Start of Information shown
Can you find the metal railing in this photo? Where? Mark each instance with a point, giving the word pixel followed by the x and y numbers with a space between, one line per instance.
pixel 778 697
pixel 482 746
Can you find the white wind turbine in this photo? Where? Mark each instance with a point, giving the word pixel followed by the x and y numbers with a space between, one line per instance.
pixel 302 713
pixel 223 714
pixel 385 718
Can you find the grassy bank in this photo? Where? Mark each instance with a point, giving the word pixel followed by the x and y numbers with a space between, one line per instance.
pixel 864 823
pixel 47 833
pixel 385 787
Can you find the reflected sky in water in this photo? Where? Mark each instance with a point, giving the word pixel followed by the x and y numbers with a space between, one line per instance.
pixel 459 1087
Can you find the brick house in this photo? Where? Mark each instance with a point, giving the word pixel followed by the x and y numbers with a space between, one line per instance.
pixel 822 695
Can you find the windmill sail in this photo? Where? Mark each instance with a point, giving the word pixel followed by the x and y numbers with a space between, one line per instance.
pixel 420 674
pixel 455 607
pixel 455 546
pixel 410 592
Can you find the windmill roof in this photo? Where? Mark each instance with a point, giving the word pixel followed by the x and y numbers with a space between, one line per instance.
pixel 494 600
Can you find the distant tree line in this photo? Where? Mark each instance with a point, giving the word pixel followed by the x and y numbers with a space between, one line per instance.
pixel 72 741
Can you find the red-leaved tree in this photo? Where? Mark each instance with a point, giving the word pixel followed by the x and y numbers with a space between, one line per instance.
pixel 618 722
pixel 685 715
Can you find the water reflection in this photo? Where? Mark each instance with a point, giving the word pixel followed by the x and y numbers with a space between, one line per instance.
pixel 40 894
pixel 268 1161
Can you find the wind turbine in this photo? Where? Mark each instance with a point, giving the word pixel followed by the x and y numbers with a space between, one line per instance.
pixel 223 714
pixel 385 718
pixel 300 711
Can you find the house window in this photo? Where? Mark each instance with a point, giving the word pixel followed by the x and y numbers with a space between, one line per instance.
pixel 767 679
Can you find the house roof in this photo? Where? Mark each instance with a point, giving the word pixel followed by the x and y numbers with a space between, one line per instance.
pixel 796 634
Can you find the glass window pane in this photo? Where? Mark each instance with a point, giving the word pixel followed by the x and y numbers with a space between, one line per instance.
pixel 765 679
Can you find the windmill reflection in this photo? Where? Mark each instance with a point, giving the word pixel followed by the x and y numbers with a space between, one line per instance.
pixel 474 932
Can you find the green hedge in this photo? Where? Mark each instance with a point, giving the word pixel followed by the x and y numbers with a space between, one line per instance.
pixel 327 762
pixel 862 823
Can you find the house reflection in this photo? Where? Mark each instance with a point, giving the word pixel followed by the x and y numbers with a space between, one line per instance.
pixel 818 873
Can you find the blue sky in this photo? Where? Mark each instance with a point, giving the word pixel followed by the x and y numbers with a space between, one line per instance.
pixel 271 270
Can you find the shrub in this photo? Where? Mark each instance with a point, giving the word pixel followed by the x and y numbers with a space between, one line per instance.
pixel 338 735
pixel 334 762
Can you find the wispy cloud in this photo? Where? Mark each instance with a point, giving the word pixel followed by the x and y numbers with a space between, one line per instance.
End of Information shown
Please quote the records above word for word, starting with the line containing "Can you find the house reflection" and continuing through the end of the records.

■ Result for this task:
Can you find the house reflection in this photo? Where? Mark each instance with a point, giving the word pixel followed by the x and y numbers with a space between, one line per instance.
pixel 818 873
Can you find the blue sky in this photo? Where? Mark each instance with a point, giving the word pixel followed by the x and y numbers with a space between, one line per instance.
pixel 271 270
Can you find the shrub in this photo? Where? Mark each instance with a point, giving the word pixel followed by the x and y numbers with a space between, one line per instance.
pixel 338 735
pixel 334 762
Can you find the wispy cloud in this photo? Where? Mark each instance with a point, giving the word pixel followed by the x and y numbers with a space between, one line per instance.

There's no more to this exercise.